Instructions for the task:
Can you transcribe every record below exactly as it appears?

Record excerpts:
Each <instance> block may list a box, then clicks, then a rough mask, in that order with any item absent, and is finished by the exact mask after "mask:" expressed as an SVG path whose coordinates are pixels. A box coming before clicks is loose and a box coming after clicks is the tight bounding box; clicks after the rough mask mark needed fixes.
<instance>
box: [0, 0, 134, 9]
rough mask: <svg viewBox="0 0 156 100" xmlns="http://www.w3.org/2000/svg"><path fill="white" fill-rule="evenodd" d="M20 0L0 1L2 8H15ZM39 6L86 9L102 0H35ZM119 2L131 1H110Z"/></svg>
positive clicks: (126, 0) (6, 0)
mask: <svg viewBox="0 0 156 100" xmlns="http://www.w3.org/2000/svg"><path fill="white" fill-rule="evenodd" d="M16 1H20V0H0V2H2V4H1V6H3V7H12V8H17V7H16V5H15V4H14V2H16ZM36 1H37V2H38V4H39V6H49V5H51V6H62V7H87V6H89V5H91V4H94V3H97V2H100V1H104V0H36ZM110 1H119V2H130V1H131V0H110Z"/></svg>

Exercise output:
Each <instance> block may list a box, then clicks, then a rough mask, in that order with any item absent, and is finished by the exact mask after "mask:" expressed as an SVG path whose coordinates are pixels. A box coming before clicks is loose and a box coming after clicks is the tight bounding box; clicks after the rough mask mark needed fixes.
<instance>
box: [0, 0, 134, 9]
rough mask: <svg viewBox="0 0 156 100" xmlns="http://www.w3.org/2000/svg"><path fill="white" fill-rule="evenodd" d="M20 0L0 1L2 8H15ZM39 6L86 9L102 0H35ZM119 2L131 1H110Z"/></svg>
positive clicks: (126, 0) (6, 0)
mask: <svg viewBox="0 0 156 100" xmlns="http://www.w3.org/2000/svg"><path fill="white" fill-rule="evenodd" d="M16 1H20V0H0V2H2V4H1V6H3V7H12V8H17V7H16V5H15V4H14V2H16ZM36 1H37V2H38V4H39V6H49V5H51V6H62V7H87V6H89V5H91V4H94V3H97V2H100V1H104V0H36ZM110 1H119V2H130V1H131V0H110Z"/></svg>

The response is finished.